*GIVEN INSTRUCTION:* Format the stretch of the data from its first line through the line that contains "List the outlines of the <item>dark" as a Markdown table with two columns, Row and Line. Number each line in Row, put its text in Line, and leave out any blank lines.

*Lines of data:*
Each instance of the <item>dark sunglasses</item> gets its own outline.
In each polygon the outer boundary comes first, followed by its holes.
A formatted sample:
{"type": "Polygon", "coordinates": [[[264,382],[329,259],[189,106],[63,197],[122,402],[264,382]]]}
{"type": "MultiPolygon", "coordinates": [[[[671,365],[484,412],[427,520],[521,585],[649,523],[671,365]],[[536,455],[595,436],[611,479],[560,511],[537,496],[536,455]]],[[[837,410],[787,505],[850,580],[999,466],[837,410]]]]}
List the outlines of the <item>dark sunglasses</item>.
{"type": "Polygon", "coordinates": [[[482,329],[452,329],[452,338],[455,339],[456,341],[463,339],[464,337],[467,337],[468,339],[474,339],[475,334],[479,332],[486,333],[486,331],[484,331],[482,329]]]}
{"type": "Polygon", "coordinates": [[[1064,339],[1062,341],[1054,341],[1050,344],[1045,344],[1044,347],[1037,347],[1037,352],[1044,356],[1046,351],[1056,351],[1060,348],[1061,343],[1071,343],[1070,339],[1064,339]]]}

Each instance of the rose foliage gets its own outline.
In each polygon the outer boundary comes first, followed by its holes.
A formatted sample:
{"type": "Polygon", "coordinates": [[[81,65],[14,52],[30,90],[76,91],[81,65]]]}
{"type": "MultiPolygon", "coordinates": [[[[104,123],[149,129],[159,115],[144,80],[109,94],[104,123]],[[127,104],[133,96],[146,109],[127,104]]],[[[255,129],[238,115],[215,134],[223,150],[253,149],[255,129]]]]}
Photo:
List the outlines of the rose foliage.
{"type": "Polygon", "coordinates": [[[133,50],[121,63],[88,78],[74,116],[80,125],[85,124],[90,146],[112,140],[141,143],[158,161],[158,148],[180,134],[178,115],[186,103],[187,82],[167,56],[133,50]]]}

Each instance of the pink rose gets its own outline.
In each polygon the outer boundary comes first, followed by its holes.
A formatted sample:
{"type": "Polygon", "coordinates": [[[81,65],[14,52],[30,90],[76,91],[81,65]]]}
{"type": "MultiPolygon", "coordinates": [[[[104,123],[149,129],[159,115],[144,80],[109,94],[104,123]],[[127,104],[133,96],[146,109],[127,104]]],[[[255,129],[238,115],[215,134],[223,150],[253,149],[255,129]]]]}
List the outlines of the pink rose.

*WRITTEN ANSWER:*
| Row | Line |
|---|---|
| 1 | Each instance of the <item>dark sunglasses</item> gets its own outline. |
| 2 | In each polygon the outer boundary comes first, followed by its holes. |
| 3 | A formatted sample: |
| 4 | {"type": "Polygon", "coordinates": [[[264,382],[329,259],[189,106],[63,197],[122,402],[264,382]]]} |
| 5 | {"type": "MultiPolygon", "coordinates": [[[[671,365],[484,412],[427,520],[521,585],[649,523],[671,365]],[[536,455],[595,436],[611,479],[560,511],[537,496],[536,455]]],[[[837,410],[787,505],[850,580],[999,466],[837,410]]]]} |
| 6 | List the outlines of the <item>dark sunglasses</item>. |